» EXERCISE INSTRUCTIONS: Rewrite the data below with "pavement" switched to "walkway" and every other part left as it is.

» EXCERPTED RECORDS:

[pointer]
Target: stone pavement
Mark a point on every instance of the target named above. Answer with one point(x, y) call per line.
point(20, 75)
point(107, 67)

» EXERCISE RESPONSE:
[pointer]
Target: stone walkway
Mark a point on every instance of the target named above. Answer with one point(x, y) call per line.
point(20, 75)
point(107, 67)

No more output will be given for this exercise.